== AUFGABE ==
Schreib alle folgenden Zeilen unverändert ab.

== VORLIEGENDES MATERIAL ==

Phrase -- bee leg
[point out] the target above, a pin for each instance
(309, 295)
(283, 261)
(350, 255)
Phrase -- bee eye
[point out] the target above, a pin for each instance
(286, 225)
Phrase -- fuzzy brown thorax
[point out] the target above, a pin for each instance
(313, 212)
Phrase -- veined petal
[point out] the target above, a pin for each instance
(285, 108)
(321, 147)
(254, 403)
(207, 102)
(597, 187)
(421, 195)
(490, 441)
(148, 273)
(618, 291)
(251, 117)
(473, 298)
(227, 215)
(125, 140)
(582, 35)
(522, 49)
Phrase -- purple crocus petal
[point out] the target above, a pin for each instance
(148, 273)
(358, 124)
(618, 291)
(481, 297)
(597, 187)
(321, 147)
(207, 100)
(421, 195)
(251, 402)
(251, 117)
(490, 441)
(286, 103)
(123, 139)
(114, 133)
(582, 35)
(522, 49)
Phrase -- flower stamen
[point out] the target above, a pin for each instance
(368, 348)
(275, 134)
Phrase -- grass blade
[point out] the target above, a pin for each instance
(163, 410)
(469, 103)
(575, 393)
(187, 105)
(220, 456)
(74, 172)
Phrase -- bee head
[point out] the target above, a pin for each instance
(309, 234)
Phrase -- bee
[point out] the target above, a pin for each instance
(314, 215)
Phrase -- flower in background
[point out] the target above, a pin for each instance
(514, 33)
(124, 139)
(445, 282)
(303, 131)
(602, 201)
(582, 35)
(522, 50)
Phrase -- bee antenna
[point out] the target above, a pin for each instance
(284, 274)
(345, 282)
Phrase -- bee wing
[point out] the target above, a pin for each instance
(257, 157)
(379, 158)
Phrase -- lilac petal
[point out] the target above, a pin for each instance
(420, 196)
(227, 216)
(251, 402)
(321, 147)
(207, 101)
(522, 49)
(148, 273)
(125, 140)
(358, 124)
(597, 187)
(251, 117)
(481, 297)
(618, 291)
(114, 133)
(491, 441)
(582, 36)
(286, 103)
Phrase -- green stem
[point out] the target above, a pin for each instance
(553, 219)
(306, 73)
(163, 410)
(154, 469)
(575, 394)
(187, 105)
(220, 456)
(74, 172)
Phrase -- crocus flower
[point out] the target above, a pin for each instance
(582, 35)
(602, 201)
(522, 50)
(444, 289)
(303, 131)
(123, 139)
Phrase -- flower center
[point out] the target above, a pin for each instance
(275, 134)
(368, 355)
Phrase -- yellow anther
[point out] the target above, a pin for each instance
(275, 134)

== LÖSUNG ==
Phrase -- bee leg
[point out] the target above, a pin for each instance
(309, 295)
(283, 261)
(350, 255)
Phrase -- bee eye
[point out] the target above, a pin for each instance
(286, 225)
Phrase -- fuzzy brown thorax
[point out] the target above, a pin for each instance
(313, 212)
Phrase -- veined petal
[point out] the target above, a pin for each instance
(285, 108)
(321, 147)
(254, 403)
(207, 102)
(597, 187)
(421, 195)
(490, 441)
(148, 273)
(618, 291)
(251, 117)
(473, 298)
(227, 215)
(125, 140)
(582, 35)
(522, 49)
Phrase -- purple crocus petal
[point out] the target above, a pin for each instance
(148, 273)
(358, 124)
(618, 291)
(481, 297)
(597, 187)
(321, 147)
(207, 100)
(421, 195)
(251, 402)
(251, 117)
(490, 441)
(286, 103)
(123, 139)
(114, 133)
(582, 35)
(522, 49)
Phrase -- flower stamen
[point out] the target above, a pin for each instance
(368, 348)
(275, 134)
Phrase -- grass blade
[point out] the target above, a pin for each instance
(163, 410)
(469, 103)
(575, 393)
(187, 105)
(220, 456)
(74, 172)
Phrase -- bee head
[point out] the target above, a pin for each instance
(309, 234)
Phrase -- bee
[point out] the target above, a pin for each instance
(314, 215)
Phrase -- flower in background
[point out] the target above, a pin for each instance
(514, 33)
(124, 139)
(445, 282)
(303, 131)
(602, 201)
(582, 35)
(522, 50)
Phrase -- bee antenna
[point out] the target above, a pin for each instance
(284, 274)
(345, 282)
Phrase -- bee wing
[point out] the target above, a pin for each instance
(257, 157)
(379, 158)
Phrase -- lilac petal
[point out] the target above, a pin for each instance
(420, 196)
(227, 216)
(251, 402)
(321, 147)
(207, 101)
(522, 49)
(148, 273)
(125, 140)
(358, 124)
(597, 187)
(251, 117)
(481, 297)
(618, 291)
(114, 133)
(491, 441)
(582, 36)
(286, 103)
Phrase -- green stem
[point out] the target above, a pin for each instance
(553, 219)
(306, 73)
(163, 410)
(154, 469)
(575, 394)
(187, 105)
(220, 456)
(74, 172)
Phrase -- crocus flower
[point out] the target above, a pin for each instance
(582, 35)
(602, 201)
(522, 50)
(444, 289)
(303, 131)
(123, 139)
Phrase -- flower center
[point out] the target above, a pin for each instance
(275, 134)
(368, 355)
Phrase -- yellow anther
[point out] the target above, a pin for each instance
(275, 134)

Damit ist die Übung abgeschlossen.